>> start GIVEN RECORDS
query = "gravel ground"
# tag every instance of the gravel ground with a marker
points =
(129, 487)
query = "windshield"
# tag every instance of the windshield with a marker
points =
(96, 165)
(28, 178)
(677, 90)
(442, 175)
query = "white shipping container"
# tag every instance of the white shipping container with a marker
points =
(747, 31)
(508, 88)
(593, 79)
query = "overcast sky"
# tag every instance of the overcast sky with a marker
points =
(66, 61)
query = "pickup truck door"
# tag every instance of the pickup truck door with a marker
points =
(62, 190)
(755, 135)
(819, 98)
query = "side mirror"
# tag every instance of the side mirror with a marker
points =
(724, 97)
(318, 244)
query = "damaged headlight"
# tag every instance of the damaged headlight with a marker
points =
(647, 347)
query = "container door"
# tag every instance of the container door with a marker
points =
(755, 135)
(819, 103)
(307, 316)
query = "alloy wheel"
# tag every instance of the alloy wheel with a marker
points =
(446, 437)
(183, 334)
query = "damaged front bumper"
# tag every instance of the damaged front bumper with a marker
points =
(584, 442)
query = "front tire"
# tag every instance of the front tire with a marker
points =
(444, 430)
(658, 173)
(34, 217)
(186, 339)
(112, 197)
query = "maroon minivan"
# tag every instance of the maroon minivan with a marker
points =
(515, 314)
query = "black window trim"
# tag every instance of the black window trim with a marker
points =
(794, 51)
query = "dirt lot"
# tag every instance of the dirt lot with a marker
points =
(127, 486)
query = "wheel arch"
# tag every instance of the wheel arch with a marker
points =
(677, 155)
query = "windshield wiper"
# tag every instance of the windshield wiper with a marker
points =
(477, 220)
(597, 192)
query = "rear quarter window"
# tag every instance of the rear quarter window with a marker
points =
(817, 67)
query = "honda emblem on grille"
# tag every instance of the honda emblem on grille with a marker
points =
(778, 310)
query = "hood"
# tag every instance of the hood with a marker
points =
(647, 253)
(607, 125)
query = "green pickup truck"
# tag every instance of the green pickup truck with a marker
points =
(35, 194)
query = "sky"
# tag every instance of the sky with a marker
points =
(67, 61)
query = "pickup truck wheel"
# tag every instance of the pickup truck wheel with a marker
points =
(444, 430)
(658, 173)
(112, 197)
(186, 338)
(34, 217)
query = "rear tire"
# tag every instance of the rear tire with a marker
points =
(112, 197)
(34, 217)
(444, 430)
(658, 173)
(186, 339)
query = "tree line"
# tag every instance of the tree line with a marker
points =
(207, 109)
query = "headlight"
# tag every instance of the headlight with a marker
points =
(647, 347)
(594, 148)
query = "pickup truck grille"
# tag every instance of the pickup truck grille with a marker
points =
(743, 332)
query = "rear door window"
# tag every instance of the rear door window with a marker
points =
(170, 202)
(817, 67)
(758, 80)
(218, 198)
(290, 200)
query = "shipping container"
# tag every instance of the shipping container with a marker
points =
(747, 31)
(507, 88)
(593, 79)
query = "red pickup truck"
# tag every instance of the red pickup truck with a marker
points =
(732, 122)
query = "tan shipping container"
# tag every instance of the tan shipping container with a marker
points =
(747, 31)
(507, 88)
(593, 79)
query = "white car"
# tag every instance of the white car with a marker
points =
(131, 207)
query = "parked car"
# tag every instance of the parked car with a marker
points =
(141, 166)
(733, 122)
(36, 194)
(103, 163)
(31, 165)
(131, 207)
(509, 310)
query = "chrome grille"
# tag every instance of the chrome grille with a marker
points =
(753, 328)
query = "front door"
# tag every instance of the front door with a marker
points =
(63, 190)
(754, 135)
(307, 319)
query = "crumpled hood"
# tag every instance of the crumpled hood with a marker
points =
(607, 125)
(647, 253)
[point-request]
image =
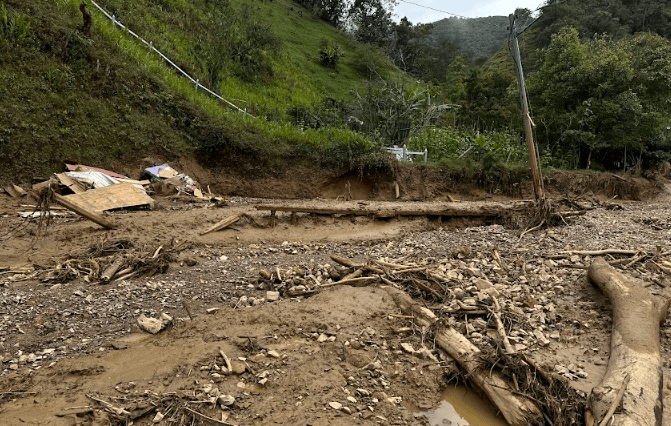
>> end GIVEN RECORDS
PROBLEM TO WORK ON: Gather each line in the items above that contains the string "wiper", matching case exactly.

REPLY TO THE TASK:
query = "windshield wiper"
# tag every instance of the windshield wiper with a marker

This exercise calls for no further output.